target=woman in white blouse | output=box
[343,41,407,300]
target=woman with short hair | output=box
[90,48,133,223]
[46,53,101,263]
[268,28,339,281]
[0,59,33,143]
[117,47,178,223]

▸ **WRITTEN INSTRUCTION**
Print each of the items above line for line, unchanged.

▸ **TASK OUTPUT**
target=woman in white blouse | output=box
[343,41,407,300]
target=woman with short hair | output=box
[90,48,133,223]
[46,53,101,263]
[268,28,339,281]
[0,59,33,143]
[117,47,178,223]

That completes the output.